--- The records ---

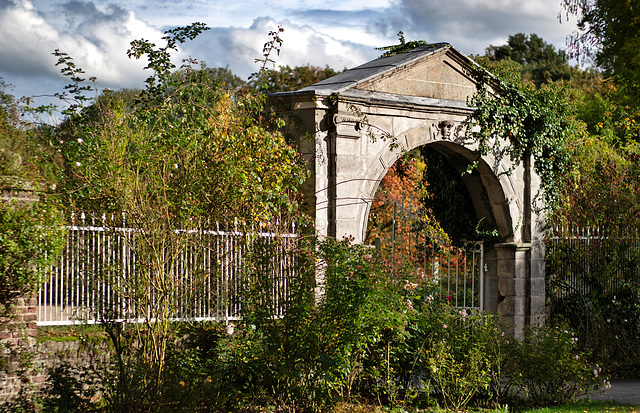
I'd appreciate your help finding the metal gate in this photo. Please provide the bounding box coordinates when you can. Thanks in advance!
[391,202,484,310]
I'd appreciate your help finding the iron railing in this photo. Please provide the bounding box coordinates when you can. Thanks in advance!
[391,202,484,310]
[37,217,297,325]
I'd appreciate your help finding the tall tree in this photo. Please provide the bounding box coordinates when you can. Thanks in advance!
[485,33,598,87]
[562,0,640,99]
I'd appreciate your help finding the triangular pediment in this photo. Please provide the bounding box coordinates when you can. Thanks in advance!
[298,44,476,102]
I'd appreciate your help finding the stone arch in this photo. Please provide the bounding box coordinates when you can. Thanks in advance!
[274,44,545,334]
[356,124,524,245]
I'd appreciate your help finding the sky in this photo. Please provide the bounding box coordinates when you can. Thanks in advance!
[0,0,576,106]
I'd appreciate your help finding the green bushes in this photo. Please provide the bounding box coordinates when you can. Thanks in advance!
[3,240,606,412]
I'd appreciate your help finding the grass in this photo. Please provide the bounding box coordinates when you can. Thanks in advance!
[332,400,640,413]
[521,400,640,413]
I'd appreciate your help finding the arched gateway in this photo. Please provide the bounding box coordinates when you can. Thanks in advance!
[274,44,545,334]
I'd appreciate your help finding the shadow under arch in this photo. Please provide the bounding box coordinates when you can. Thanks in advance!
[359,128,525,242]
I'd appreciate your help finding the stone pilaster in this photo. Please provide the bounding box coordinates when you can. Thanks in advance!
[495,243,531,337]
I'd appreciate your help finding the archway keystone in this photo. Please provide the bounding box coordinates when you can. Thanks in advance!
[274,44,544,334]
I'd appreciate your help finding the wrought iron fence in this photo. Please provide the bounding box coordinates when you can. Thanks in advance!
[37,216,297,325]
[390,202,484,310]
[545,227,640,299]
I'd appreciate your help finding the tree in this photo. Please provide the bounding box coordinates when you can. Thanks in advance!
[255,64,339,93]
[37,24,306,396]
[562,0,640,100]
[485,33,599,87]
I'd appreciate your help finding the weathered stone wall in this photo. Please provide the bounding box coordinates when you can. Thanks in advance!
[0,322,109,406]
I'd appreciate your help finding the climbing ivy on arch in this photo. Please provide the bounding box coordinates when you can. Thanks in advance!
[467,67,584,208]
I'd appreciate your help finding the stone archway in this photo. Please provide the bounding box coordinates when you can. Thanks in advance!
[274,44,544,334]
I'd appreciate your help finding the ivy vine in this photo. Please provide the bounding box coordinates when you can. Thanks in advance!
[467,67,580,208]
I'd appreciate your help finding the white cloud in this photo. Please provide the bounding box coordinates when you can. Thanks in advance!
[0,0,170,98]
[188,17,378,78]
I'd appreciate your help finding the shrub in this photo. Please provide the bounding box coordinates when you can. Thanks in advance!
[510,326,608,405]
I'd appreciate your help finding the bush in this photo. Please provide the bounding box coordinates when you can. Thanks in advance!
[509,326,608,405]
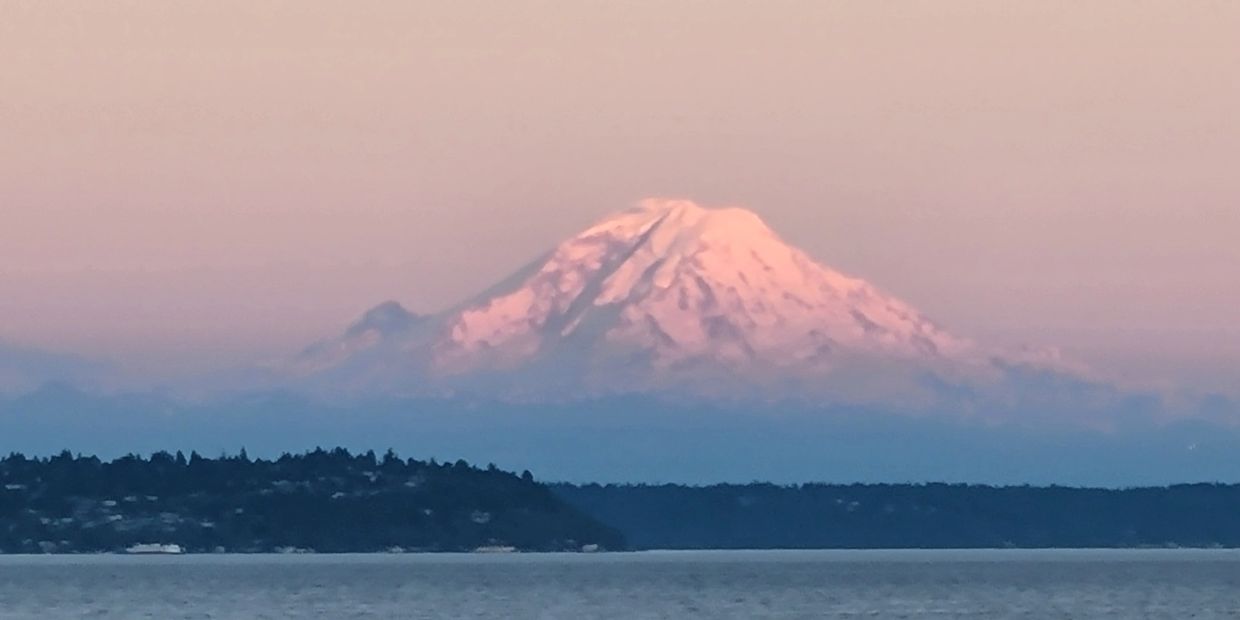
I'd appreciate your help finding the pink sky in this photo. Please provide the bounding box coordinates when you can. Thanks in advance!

---

• _Short exercise_
Put the entries from the line containing "I'd appreciate your help finding the triangular" through the line containing "[298,44,476,102]" into a Markdown table with the columns Row and Line. Number each line and leave out any blank lines.

• _Reply_
| Row | Line |
|---|---|
| 1 | I'd appreciate your help finding the triangular pediment in this photo. Please provide the bounding box coordinates when you can. Thanks in advance! |
| 2 | [298,44,476,102] |